- To be done
Recast the records as a numbered list, from their first line through the line containing "<point>116,822</point>", inclusive, and skip any blank lines.
%%
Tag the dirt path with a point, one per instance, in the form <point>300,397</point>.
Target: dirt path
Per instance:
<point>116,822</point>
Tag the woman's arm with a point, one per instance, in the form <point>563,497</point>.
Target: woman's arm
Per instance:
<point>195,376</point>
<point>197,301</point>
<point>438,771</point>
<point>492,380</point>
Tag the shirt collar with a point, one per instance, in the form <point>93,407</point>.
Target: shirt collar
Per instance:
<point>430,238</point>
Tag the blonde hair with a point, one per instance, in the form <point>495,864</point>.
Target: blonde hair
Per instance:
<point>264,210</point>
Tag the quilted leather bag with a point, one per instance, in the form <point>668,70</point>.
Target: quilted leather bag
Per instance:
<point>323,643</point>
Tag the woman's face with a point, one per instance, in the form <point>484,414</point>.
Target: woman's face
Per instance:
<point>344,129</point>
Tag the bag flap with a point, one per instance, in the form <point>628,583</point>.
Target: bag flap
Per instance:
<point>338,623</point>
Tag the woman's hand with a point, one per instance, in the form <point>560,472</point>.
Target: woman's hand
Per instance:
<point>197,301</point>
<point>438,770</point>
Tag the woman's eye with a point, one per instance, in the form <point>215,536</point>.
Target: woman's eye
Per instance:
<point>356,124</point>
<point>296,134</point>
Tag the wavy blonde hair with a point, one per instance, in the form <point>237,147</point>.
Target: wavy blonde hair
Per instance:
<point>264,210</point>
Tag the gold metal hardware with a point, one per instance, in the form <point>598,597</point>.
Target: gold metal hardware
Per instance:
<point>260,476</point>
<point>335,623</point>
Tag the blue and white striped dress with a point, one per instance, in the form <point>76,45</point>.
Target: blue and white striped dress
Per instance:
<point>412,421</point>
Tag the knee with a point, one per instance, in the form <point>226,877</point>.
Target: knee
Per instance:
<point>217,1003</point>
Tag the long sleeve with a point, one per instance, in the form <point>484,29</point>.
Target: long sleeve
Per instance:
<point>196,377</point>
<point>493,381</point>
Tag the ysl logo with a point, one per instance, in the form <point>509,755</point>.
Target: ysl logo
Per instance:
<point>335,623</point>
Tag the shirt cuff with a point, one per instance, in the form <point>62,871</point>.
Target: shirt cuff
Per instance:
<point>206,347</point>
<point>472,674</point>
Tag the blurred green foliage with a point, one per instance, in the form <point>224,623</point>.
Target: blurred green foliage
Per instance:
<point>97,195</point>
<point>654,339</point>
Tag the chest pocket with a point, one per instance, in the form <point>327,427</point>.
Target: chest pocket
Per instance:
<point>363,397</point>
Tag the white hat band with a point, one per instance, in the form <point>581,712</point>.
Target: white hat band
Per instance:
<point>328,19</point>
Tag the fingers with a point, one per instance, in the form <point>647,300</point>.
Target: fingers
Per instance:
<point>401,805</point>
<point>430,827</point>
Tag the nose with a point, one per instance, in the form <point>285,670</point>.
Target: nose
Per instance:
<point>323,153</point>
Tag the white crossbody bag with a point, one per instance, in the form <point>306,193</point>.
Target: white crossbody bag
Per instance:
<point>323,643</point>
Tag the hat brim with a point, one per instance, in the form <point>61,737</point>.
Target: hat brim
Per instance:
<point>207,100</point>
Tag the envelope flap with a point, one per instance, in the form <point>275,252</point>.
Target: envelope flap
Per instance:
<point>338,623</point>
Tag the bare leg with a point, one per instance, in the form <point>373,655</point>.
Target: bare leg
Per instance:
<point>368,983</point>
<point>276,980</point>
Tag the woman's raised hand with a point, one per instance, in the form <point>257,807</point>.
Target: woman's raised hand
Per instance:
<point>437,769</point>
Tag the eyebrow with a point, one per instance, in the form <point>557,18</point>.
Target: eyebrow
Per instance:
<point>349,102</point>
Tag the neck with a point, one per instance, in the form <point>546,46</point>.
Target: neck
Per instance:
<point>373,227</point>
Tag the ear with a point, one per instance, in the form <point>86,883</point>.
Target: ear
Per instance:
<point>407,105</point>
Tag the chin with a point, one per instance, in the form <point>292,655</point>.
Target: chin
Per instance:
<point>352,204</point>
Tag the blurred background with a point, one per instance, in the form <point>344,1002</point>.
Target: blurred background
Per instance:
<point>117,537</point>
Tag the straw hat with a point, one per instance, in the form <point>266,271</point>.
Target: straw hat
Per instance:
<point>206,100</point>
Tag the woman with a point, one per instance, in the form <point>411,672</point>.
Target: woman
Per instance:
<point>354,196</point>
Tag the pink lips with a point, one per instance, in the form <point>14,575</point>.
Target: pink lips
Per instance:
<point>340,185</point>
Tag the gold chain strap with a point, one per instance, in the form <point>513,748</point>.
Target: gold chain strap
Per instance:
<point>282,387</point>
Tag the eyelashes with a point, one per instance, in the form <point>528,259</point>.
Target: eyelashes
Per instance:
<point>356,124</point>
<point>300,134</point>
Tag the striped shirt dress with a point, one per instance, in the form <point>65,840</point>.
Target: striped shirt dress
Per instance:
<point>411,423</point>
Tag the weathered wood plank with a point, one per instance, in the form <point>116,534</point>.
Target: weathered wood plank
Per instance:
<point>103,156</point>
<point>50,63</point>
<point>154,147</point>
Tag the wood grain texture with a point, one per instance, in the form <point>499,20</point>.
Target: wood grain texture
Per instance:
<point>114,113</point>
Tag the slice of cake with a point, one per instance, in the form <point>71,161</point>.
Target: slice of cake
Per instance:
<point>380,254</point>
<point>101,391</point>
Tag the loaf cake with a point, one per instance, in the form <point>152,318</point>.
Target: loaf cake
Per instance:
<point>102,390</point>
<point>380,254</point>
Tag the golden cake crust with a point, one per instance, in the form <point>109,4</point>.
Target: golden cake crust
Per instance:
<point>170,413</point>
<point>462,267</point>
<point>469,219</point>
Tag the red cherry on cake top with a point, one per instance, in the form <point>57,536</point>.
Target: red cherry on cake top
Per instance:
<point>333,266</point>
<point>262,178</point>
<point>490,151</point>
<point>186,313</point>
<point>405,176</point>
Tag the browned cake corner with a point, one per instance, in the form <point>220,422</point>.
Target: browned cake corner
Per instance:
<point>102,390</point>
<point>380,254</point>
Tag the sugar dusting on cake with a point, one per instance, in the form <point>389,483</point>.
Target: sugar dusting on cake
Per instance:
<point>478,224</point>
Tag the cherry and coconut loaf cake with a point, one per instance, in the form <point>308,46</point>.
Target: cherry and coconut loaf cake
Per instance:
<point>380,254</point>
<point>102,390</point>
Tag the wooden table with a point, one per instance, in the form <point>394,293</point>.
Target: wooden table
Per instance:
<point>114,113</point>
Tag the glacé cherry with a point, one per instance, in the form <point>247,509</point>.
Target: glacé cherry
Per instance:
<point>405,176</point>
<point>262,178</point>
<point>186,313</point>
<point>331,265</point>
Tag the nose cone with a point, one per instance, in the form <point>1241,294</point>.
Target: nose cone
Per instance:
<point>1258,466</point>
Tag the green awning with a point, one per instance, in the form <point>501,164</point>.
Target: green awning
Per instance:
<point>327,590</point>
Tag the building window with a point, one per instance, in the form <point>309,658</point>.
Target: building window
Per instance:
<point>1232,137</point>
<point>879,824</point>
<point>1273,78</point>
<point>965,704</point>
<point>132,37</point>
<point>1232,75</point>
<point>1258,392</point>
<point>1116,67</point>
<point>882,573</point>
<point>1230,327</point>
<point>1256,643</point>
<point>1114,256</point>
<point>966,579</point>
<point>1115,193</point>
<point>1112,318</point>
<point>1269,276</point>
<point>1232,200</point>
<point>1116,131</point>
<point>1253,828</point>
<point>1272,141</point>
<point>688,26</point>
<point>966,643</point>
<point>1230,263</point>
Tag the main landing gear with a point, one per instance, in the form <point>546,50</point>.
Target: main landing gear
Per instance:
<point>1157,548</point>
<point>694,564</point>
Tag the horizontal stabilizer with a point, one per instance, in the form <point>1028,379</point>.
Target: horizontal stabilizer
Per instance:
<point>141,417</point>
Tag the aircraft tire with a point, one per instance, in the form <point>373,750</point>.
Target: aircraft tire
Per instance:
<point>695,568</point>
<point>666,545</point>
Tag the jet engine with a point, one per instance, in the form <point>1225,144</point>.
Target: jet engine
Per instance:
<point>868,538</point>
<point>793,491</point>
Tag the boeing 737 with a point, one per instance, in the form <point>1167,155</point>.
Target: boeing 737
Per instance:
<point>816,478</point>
%%
- Result of the exercise
1. Tag the dirt path with a point, one per instance, in the form <point>300,397</point>.
2. Target: dirt path
3. Per instance:
4. <point>116,822</point>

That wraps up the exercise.